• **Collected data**
[Start of section]

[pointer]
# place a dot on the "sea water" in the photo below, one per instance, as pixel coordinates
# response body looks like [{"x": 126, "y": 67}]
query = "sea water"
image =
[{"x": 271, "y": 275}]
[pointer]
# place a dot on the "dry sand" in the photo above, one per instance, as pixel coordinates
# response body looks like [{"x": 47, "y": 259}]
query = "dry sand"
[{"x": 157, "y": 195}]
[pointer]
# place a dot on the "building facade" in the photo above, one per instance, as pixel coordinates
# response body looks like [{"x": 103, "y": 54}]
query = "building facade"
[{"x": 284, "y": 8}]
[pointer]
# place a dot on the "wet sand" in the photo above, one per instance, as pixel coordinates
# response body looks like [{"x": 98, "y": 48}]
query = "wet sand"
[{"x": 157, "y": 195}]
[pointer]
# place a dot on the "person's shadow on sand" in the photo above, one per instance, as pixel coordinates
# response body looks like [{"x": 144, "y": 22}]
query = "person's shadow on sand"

[End of section]

• **WORK TO BE COMPLETED**
Exactly reproduce all of the entries.

• **PROBLEM SOLUTION**
[pointer]
# place a dot on the "sea water" in the photo below, one per instance, as pixel coordinates
# response body looks like [{"x": 126, "y": 67}]
query = "sea water"
image =
[{"x": 271, "y": 275}]
[pointer]
# place a dot on the "dry sand" in the photo above, one per instance, as pixel coordinates
# response body looks like [{"x": 47, "y": 259}]
query = "dry sand"
[{"x": 157, "y": 195}]
[pointer]
# place a dot on the "building facade" in the photo above, one per instance, as pixel coordinates
# response body looks like [{"x": 103, "y": 54}]
query = "building facade"
[{"x": 284, "y": 8}]
[pointer]
# place a dot on the "wet sand" in the photo above, one per instance, as pixel coordinates
# response body looks like [{"x": 98, "y": 48}]
query = "wet sand"
[{"x": 157, "y": 195}]
[pointer]
# place a dot on the "person's shadow on sand" in the photo above, one per instance, as pixel coordinates
# response body looks like [{"x": 144, "y": 22}]
query = "person's shadow on sand"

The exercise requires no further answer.